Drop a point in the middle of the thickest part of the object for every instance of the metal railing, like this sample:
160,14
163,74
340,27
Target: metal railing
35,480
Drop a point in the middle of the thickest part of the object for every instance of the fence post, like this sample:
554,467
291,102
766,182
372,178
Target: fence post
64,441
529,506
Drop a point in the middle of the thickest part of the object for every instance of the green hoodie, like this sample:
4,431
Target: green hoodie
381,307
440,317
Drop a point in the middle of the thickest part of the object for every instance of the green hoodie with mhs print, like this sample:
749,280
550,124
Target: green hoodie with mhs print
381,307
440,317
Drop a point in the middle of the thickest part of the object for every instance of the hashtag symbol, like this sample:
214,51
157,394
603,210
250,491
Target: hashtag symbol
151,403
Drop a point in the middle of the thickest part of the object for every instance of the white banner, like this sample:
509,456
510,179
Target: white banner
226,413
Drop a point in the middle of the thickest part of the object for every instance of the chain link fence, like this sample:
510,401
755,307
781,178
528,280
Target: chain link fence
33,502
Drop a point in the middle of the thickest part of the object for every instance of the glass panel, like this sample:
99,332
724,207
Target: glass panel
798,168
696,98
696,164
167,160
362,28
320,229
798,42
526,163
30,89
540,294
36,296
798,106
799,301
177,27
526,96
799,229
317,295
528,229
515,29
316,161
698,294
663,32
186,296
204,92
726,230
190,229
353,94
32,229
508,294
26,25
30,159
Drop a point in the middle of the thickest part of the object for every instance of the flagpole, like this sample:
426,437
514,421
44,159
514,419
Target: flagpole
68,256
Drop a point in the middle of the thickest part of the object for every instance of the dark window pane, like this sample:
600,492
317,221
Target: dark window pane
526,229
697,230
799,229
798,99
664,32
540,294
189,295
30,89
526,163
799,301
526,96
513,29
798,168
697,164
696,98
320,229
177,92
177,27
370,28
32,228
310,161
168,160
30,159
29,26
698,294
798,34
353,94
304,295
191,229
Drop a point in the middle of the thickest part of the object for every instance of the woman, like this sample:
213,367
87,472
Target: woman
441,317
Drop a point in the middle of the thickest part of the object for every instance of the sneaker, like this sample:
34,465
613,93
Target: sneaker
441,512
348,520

========================

Search the listing for the string "part". Copy each line where it is found.

Reply
Drop a point in the middle of the thickest part of the object for every instance of the metal railing, like this sample:
Drop a point in the middle of the thickest part of the object for every instance of the fence post, like this sample:
Drop a point in the middle of the thickest part of the object for every instance of the green hoodie, like this sample:
Drop a point in the middle of the thickest part of the object for every instance of the green hoodie with mhs print, like this sample:
Drop a point in the middle of the thickest part of the object for every instance of the hashtag symbol, like this sample:
Drop a point in the middle of the thickest part of the object for every instance of the white banner, like this sample:
Drop a point in the middle of the thickest part of the object for every instance of the chain link fence, like this sample:
Drop a point in the middle of the thickest part of the object for every instance of the glass panel, like this sample:
Drop a point in the middle of the thickest part of the object for every instance of the flagpole, like this sample:
Drop a point in the middle of the thickest part of the object for every instance of the dark window pane, like this sample:
Drop a point in the middle of the thickest part of the object for every instance of the woman, like this sample:
Drop a point in the middle of the thickest part of the object for every instance of the sneaker, like this sample:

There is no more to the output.